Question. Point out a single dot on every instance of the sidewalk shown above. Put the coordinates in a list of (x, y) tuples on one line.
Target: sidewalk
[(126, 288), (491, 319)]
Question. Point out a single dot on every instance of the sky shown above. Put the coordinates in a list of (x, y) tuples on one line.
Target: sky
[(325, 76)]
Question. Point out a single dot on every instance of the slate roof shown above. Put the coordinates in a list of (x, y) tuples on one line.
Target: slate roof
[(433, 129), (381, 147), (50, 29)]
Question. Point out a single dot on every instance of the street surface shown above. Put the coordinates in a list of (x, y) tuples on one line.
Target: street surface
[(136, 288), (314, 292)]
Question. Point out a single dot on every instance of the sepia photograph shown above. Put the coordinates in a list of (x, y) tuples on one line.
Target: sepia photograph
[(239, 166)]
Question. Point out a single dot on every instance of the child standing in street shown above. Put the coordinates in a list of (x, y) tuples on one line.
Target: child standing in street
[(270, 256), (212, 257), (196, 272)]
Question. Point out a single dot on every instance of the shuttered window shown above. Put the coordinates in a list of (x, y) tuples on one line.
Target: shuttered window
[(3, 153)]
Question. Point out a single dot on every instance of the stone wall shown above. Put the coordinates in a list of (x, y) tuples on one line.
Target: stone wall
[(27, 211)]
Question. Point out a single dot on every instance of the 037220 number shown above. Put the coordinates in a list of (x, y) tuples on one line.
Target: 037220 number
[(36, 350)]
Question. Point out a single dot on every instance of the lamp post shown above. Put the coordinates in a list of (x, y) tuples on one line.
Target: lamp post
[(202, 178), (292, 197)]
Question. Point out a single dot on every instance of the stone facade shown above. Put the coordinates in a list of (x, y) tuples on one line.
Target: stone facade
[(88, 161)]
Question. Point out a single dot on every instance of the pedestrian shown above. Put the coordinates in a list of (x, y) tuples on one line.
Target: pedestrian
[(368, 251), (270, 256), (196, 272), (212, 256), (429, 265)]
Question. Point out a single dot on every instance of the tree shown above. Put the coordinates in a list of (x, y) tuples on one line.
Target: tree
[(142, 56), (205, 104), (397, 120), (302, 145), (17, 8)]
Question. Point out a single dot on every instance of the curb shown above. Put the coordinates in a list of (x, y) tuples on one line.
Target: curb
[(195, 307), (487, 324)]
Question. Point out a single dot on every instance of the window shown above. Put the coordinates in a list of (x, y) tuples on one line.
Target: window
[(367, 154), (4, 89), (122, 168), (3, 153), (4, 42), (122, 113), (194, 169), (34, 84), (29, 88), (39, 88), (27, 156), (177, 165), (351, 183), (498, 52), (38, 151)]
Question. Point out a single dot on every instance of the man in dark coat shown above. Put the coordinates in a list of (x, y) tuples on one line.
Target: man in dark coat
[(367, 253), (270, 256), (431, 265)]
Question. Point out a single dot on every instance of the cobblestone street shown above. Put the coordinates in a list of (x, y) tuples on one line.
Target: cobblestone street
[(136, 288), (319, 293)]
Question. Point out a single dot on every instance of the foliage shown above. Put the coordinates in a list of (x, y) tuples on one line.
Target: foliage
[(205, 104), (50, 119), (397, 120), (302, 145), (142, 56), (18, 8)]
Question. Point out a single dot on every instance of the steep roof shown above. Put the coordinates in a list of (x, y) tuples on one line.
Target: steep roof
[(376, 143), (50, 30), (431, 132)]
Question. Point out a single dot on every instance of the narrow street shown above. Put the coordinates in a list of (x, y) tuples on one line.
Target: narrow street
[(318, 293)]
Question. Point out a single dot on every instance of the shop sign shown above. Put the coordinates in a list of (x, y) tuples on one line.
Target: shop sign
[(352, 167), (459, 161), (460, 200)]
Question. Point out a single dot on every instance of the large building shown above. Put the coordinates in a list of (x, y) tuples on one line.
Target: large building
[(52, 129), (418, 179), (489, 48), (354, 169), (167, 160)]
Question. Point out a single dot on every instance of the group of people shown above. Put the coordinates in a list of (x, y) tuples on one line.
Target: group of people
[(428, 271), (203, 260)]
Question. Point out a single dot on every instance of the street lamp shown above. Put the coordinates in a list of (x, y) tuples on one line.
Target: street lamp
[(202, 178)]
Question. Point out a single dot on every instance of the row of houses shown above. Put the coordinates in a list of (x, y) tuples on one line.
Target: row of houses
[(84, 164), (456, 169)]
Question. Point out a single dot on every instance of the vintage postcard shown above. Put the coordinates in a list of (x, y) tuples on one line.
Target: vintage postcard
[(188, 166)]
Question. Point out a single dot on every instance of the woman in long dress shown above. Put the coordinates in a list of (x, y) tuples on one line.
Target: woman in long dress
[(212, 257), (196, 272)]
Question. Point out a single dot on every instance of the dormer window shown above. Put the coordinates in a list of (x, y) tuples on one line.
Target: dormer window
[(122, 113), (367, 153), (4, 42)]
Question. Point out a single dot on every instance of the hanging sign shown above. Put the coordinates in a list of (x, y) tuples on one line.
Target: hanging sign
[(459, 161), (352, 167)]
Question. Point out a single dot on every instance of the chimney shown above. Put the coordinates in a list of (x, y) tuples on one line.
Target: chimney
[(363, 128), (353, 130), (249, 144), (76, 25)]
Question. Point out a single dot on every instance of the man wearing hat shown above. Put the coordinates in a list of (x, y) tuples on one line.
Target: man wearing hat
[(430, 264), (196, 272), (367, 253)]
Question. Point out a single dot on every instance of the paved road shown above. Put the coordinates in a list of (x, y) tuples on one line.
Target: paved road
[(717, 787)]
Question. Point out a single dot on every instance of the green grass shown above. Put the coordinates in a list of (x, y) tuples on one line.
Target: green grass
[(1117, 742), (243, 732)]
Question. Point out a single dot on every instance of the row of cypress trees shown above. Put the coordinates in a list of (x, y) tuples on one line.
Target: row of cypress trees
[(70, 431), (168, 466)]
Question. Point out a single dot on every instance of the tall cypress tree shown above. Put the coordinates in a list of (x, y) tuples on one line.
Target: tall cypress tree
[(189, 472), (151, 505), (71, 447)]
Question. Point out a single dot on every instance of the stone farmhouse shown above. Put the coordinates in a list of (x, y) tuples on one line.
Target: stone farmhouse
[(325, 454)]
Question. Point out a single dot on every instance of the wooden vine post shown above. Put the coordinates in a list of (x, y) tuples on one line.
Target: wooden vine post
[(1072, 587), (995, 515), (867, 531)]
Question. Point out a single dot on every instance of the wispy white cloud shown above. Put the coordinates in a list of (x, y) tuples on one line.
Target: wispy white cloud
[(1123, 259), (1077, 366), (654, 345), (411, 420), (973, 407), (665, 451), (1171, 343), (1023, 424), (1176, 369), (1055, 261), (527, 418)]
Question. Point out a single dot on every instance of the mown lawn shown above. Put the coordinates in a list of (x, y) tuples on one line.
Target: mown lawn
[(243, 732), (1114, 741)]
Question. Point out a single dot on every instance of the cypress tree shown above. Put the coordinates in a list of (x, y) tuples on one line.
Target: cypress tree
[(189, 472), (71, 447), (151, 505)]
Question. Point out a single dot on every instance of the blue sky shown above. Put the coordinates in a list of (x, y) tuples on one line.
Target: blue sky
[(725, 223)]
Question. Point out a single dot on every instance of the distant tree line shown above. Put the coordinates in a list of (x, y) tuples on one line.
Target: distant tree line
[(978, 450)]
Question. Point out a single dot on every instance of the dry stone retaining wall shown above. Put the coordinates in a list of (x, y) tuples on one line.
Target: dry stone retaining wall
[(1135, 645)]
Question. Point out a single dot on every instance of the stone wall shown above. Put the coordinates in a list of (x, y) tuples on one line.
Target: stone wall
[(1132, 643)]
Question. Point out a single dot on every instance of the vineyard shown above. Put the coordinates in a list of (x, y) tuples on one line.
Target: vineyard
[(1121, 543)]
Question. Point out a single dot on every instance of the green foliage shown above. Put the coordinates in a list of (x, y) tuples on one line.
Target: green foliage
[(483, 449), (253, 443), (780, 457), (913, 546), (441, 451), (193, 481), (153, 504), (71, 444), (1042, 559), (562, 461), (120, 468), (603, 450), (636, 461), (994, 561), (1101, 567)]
- - -
* [REQUIREMENTS] Swap "sky" for "clouds" in the lines of the rows from the line with "the sky shown" up to and including the line with "[(325, 76)]". Return only those lines, with everything else left unchanged.

* [FULL SOLUTION]
Question. Point out a single dot on every instance of the clouds shown above. Put the coordinates in a list of (x, y) tuples on one line.
Target: clouds
[(325, 76)]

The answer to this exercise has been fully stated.